◆ EXERCISE DESCRIPTION:
According to the text on the membrane proteome, how many human protein-coding genes are predicted to code for membrane proteins?

◆ EXCERPT PROVIDED:
..............................

The membrane proteome

Proteins that are located in the cellular membranes play a crucial role in many physiological and pathological processes. The functions of membrane proteins are diverse and include ion channel activity or transport of other molecules across the membrane, enzymatic processes, anchoring of other proteins and receptor signaling. A large fraction of the clinically approved treatment regimes today use drugs directed towards (or consisting of) cell surface-associated membrane proteins. Out of the 854 protein targets with known pharmacological action for approved drugs on the market at present 494 membrane-bound. See the Druggable Proteome page for more details.

The estimated size of the membrane proteome

The pie chart in Figure 1 shows the predicted location of all human protein-coding genes. Approximately 28% of the 20162 genes have protein isoforms with at least one predicted transmembrane region suggesting location in one of the numerous membrane systems in the cell. Several genes code for multiple isoforms with alternative locations, including 228 genes with both secreted and membrane-bound isoforms. In total there are 5573 genes predicted to code for membrane proteins and for 1822 there is also experimental evidence for membrane related locations in the Subcellular resource, as exemplified in Figure 2.

Figure 1. The number of all human protein-coding genes predicted to be (1) intracellular, (2) membrane-spanning (3) secreted and (4) membrane-spanning and secreted protein isoforms, where the latter consists of a group of genes with multiple splice variants with at least one secreted and one membrane-spanning isoform.


EGFR - A-431

LMNB1 - MCF-7

SLC30A6 - A-431

Figure 2. Different membrane systems in the cell exemplified by EGFR in the plasma membrane, LMNB1 in the nuclear membrane and SLC30A6 in the Golgi membrane visualized using immunofluorescence (ICC-IF) and confocal microscopy.

What is a membrane protein?

Membrane proteins constitute one of the largest and most important classes of proteins. A membrane protein is associated or attached to the membrane of a cell or an organelle inside the cell and can be classified as either peripheral or integral. Peripheral membrane proteins are associated with the membrane by being bound to either peripheral regions of the membrane or to integral membrane proteins, but they do not fully span the membrane. Integral membrane proteins contain alpha-helical or beta-barrel structures which are hydrophobic and therefore can span the entire lipid bilayer and are linked by extramembranous loop regions.


Figure 3. Different classes of membrane proteins.

The alpha-helical integral membrane proteins form the major category of membrane proteins and are found in all types of biological membranes and will be the main focus here. Their key roles as transporters and receptors explain why they represent approximately 58% of all currently approved drug targets and hence their immense importance for the pharmacological industry. Many important receptors and cell surface molecules are found in the list of human cell differentiation molecules (CD-markers). G-protein coupled receptors (GPCRs) , which contain seven transmembrane (TM) segments and include 743 of the human protein-coding genes, comprise the largest group of membrane protein drug targets.

..............................

◆ Saved entries:
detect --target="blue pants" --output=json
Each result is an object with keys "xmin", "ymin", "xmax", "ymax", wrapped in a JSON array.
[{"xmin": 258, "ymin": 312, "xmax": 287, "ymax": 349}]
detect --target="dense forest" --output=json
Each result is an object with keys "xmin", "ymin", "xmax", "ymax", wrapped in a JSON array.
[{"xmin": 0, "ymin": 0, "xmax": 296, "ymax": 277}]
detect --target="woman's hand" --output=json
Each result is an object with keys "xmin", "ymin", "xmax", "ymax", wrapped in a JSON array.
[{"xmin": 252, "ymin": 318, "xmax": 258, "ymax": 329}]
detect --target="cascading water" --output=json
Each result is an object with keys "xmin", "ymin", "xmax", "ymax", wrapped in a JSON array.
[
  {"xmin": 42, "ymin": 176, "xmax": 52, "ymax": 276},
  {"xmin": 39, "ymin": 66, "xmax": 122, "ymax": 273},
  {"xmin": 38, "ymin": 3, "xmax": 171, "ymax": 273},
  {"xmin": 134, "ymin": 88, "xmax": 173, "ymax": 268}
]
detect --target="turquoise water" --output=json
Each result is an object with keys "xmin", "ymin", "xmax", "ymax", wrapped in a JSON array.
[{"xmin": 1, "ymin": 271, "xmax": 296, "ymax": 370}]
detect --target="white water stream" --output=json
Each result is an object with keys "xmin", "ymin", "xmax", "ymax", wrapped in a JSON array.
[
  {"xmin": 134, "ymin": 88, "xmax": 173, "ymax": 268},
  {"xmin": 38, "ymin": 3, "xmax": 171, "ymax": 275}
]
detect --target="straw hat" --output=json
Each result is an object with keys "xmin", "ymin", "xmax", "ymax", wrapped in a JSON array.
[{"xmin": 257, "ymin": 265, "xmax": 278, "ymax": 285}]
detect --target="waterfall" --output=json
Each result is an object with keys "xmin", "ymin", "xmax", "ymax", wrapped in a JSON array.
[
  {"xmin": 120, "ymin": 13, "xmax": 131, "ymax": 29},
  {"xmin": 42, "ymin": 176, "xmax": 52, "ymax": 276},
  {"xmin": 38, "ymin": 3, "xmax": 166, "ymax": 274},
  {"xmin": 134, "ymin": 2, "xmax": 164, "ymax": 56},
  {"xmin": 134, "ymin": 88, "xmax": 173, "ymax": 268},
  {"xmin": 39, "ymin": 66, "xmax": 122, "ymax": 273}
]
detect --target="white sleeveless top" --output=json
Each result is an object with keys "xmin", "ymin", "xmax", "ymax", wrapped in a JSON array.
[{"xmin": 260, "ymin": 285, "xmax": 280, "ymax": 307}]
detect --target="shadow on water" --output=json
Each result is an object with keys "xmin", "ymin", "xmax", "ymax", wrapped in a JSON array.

..............................

◆ SOLVED EXERCISE:
5573 genes.